### GIVEN INSTRUCTION
Copy the following listing word for word, keeping every line in its original order.

## Begin DATA SUPPLIED

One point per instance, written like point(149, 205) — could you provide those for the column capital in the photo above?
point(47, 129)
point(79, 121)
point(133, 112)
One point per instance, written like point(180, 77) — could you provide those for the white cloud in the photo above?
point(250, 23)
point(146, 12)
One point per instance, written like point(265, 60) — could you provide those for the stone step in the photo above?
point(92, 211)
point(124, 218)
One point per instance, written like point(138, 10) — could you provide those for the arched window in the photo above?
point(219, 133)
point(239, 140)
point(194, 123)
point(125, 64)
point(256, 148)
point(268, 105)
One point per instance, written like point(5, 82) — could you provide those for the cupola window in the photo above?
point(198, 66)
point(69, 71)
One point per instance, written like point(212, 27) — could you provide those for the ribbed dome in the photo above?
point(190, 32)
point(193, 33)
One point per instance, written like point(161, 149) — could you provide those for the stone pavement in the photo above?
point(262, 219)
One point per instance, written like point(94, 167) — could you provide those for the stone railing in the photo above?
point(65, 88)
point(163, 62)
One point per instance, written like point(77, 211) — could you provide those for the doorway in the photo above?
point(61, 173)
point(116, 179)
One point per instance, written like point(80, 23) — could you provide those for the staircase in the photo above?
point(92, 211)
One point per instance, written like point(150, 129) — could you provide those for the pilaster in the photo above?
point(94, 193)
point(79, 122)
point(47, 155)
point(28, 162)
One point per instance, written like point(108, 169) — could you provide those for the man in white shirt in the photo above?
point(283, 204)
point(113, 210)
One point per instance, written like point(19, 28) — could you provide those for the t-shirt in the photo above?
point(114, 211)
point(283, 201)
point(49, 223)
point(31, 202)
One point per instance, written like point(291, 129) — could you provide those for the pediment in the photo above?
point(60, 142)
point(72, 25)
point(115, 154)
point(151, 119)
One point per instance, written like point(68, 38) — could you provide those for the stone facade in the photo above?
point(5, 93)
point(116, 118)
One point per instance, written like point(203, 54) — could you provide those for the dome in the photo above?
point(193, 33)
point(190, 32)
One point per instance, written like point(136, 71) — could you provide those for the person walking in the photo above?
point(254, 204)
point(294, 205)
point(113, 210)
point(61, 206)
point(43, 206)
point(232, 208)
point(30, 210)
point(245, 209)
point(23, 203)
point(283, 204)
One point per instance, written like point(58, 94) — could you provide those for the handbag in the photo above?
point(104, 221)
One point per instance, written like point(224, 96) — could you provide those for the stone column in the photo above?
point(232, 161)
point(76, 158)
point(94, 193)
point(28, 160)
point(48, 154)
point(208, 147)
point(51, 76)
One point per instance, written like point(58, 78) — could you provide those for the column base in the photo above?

## End DATA SUPPLIED

### IN RESPONSE
One point per instance, written like point(149, 205) — could you provide those for the column capital in the photo above?
point(47, 129)
point(79, 121)
point(133, 112)
One point per instance, written like point(180, 77) — could you provide those for the white cloud in the photo above?
point(250, 23)
point(146, 12)
One point per instance, written like point(265, 60) — could you provide those for the stone step in the photo above?
point(92, 211)
point(124, 218)
One point per instance, written like point(138, 10) — could you provide those for the arched window in the photo above?
point(219, 133)
point(239, 140)
point(194, 123)
point(125, 64)
point(256, 148)
point(268, 105)
One point per instance, written like point(5, 82) — could you provide those for the cupola window in the photo above?
point(198, 66)
point(69, 71)
One point per instance, written like point(212, 27) — could you provide those for the ribbed dome in the photo above?
point(190, 32)
point(193, 33)
One point per instance, written like point(161, 149) — could you provide those for the stone pavement in the photo above?
point(262, 219)
One point per instance, written like point(94, 167) — could you provide those for the stone railing in the photo above?
point(65, 88)
point(163, 62)
One point per instance, written like point(77, 211) — could you provide those for the doorway in the photo above?
point(61, 173)
point(116, 179)
One point per instance, written like point(80, 23) — could you provide those for the staircase in the photo above?
point(92, 211)
One point per instance, written like point(150, 129) — could you provide those for the pilaster in the photo above?
point(94, 193)
point(79, 122)
point(47, 155)
point(28, 162)
One point per instance, written like point(108, 169) — could you provide those for the man in white shirt in the photo above?
point(283, 204)
point(113, 210)
One point per instance, written like point(19, 28) — could you provide those for the t-shirt in the photo above?
point(114, 211)
point(283, 201)
point(49, 223)
point(31, 202)
One point per instance, written like point(291, 129) — could you provide those for the pediment in the photo above?
point(60, 142)
point(72, 25)
point(115, 154)
point(151, 119)
One point per instance, written like point(68, 38) — could you provide those for the stone facade in the photo above?
point(5, 93)
point(116, 118)
One point per instance, written like point(203, 54) — could you provide those for the dome in the photo above?
point(193, 33)
point(190, 32)
One point per instance, written like point(136, 71) — could you provide those for the person walking in the photo above?
point(254, 204)
point(294, 205)
point(113, 210)
point(61, 206)
point(43, 206)
point(232, 208)
point(30, 210)
point(245, 209)
point(23, 203)
point(283, 204)
One point per instance, written like point(58, 94) — could you provide those for the handbag in the photo above?
point(104, 221)
One point per instance, written like point(224, 96) — could you provide those for the stone column in the photo above?
point(232, 161)
point(76, 158)
point(94, 193)
point(28, 160)
point(48, 154)
point(208, 147)
point(51, 76)
One point per instance, written like point(58, 78) — could you provide those for the column base in the photo above?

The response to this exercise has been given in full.